▶ _PROMPT_: According to the reference-counting post below, why does the list of primitives for mutable objects include an atomic increment on nonzero? Answer in one to three sentences.
#### SOURCE TEXT ####
[cpp-threads] modes

Doug Lea dl at cs.oswego.edu
Sat May 7 21:17:40 BST 2005


Peter Dimov wrote:
> Doug Lea wrote:
> 

> 
> Let's talk about reference counting. :-)
> 
> Required primitives for mutable objects:
> 
> A. atomic increment, unconstrained
> B. atomic decrement, release on nonzero, code-conditional acquire on zero
> C. atomic increment on nonzero, unconstrained (for weak pointer support)
> 
> (slightly relaxed decrement aside for a moment)
> 
> Immutable objects:
> 
> D. atomic decrement, sink-load on nonzero, code-conditional hoist-store on 
> zero
> 
> (A) and (C) would be expressible by your basic set if you add unconstrained 
> CAS, although the best implementation of (A) on x86 or IA64 isn't CAS, but 
> fetch_and_add.
> 

Aside: I haven't checked this in about 3 years, but at the time,
incrementing using CAS (with retry) on x86-smps I had around was not
reliably slower than locked add.
#### INFORMATION SUPPLIED ####
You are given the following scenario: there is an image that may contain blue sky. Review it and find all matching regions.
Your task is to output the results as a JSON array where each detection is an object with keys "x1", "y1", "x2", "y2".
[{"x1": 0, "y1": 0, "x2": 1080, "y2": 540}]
####
▶ _REPLY TO THE EXERCISE_: It is needed for weak pointer support. The post lists it as item C, an unconstrained atomic increment on nonzero, and gives weak pointer support as its purpose.